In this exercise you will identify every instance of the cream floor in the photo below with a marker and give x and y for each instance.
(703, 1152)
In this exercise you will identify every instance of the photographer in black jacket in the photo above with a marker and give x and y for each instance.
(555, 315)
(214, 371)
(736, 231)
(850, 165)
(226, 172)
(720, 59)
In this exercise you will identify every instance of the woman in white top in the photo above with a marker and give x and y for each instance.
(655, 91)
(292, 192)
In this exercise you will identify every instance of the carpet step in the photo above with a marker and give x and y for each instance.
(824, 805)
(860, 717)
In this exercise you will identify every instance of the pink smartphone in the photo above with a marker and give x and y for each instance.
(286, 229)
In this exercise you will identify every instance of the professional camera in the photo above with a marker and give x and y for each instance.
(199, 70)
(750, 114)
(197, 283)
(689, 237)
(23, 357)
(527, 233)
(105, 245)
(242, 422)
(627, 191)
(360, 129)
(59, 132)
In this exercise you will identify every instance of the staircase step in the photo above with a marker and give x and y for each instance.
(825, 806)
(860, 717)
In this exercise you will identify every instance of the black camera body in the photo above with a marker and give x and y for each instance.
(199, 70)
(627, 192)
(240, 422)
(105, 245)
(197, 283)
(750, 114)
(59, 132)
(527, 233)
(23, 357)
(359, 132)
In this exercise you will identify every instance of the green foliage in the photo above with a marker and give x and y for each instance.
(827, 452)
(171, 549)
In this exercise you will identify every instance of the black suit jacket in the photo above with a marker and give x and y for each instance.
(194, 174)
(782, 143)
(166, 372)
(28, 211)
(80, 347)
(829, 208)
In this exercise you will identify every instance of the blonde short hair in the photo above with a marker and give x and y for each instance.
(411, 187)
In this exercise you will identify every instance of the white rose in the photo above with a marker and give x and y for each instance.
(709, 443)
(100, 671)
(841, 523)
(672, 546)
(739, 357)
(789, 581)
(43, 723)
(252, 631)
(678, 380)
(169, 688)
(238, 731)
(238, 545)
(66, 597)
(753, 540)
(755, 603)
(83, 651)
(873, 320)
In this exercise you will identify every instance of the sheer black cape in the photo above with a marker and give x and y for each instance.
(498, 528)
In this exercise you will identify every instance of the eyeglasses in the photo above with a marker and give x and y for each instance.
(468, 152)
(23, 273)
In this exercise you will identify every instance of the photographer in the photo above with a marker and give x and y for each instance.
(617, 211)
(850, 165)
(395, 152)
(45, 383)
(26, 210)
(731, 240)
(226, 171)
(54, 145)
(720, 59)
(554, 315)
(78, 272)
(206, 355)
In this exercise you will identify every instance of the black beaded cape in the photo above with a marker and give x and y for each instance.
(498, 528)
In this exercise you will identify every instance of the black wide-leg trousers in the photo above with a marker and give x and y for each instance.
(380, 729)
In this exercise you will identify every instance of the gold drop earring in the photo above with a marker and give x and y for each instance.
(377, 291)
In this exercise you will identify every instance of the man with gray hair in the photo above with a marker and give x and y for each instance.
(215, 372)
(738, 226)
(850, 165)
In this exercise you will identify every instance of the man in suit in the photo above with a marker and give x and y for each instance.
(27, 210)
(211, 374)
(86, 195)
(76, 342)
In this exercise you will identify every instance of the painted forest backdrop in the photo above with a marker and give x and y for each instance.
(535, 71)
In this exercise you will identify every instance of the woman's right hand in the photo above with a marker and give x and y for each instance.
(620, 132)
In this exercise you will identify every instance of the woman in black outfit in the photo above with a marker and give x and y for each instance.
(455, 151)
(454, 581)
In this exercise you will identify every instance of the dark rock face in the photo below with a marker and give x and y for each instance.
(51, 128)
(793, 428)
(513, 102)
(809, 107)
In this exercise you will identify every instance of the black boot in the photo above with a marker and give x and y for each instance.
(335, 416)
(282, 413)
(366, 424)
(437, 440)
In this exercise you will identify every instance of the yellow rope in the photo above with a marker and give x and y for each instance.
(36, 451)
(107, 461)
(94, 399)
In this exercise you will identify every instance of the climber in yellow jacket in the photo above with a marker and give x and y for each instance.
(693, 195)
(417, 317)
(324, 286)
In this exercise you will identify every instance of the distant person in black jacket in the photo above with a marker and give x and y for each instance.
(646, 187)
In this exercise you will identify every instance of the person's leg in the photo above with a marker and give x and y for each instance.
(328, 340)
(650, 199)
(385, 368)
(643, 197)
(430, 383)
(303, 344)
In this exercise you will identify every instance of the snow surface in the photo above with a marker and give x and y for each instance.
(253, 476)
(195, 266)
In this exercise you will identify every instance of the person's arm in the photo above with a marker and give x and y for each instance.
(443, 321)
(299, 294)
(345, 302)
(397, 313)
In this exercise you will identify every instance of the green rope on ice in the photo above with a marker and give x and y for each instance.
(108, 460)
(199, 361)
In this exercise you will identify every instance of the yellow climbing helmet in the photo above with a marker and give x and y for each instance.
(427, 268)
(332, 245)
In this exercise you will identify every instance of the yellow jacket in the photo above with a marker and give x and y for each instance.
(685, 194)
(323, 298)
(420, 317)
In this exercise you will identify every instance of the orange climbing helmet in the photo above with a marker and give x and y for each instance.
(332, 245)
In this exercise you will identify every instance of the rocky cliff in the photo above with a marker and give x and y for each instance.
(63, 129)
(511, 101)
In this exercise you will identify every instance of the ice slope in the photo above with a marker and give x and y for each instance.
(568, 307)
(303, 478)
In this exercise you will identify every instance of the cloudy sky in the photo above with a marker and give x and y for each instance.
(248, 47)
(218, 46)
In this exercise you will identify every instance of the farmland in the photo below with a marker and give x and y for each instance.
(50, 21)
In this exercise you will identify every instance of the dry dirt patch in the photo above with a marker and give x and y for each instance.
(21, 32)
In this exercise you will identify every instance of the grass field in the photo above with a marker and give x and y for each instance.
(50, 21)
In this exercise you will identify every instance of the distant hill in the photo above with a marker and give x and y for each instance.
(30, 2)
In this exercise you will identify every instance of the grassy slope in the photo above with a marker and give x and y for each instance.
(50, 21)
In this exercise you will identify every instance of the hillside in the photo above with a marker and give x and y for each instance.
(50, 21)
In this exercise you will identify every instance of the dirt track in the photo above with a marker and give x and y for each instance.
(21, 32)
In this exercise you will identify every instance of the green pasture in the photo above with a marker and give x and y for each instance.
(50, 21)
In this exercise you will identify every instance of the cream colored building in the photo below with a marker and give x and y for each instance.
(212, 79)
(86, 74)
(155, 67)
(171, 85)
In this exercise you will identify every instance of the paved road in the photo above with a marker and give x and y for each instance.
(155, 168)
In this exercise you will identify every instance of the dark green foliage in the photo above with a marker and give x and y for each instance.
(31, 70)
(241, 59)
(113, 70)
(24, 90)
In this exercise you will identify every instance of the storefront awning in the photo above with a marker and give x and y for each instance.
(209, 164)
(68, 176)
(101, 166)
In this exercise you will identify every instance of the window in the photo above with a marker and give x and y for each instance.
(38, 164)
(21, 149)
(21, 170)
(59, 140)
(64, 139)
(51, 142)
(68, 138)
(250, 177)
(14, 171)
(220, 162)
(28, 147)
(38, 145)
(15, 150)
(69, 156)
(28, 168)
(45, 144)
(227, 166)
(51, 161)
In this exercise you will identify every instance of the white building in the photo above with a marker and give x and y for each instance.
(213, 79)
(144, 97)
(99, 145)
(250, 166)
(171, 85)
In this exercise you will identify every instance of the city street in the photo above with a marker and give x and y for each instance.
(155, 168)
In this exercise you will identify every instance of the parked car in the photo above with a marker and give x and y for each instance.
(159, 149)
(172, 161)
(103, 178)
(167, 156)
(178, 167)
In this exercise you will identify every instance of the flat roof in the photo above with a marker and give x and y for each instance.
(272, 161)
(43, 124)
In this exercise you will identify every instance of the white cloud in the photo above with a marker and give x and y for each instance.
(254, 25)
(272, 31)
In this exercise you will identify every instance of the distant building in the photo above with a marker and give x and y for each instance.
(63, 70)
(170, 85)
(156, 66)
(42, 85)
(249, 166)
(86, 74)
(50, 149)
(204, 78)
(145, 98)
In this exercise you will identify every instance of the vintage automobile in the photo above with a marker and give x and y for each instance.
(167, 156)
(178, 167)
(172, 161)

┄┄┄┄┄┄

## [YOUR GOAL]
Rewrite everything from the start of the items down to the line containing "(703, 1152)", with "cream floor" changed to "beige floor" and nothing else altered.

## [EXERCISE SOLUTION]
In this exercise you will identify every instance of the beige floor in the photo below with a marker and give x and y for each instance.
(703, 1152)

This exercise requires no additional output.